Switch "house roof" to "main roof" in the stretch of the listing from the line containing "Would you be so kind as to locate the house" through its end, and return only those lines with everything else left unchanged.

· · · · ·

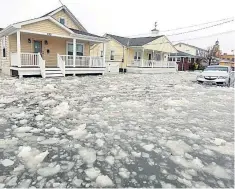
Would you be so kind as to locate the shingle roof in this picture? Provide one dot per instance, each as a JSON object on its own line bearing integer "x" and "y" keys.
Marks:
{"x": 83, "y": 33}
{"x": 140, "y": 41}
{"x": 191, "y": 46}
{"x": 180, "y": 53}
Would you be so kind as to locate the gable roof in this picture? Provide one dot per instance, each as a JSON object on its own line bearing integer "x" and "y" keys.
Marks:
{"x": 139, "y": 41}
{"x": 191, "y": 46}
{"x": 83, "y": 33}
{"x": 70, "y": 14}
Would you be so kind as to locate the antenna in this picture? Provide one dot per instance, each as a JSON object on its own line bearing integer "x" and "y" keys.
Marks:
{"x": 61, "y": 2}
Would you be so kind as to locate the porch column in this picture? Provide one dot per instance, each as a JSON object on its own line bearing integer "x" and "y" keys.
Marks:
{"x": 143, "y": 58}
{"x": 74, "y": 52}
{"x": 153, "y": 59}
{"x": 18, "y": 48}
{"x": 104, "y": 51}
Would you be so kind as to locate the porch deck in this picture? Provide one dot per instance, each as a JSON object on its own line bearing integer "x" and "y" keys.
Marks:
{"x": 33, "y": 64}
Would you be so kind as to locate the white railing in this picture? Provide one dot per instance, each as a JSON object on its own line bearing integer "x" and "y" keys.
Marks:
{"x": 29, "y": 59}
{"x": 14, "y": 59}
{"x": 82, "y": 61}
{"x": 152, "y": 64}
{"x": 42, "y": 65}
{"x": 61, "y": 64}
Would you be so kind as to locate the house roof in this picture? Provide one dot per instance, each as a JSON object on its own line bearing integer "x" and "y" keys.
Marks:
{"x": 83, "y": 33}
{"x": 140, "y": 41}
{"x": 191, "y": 46}
{"x": 180, "y": 53}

· · · · ·

### Answer for the task
Would you be so kind as to locate the main roof in this picture? Provide one dot per instance, each as a JSON object on its own line bearing integer "x" and "y" keys.
Marks:
{"x": 83, "y": 33}
{"x": 140, "y": 41}
{"x": 191, "y": 46}
{"x": 180, "y": 53}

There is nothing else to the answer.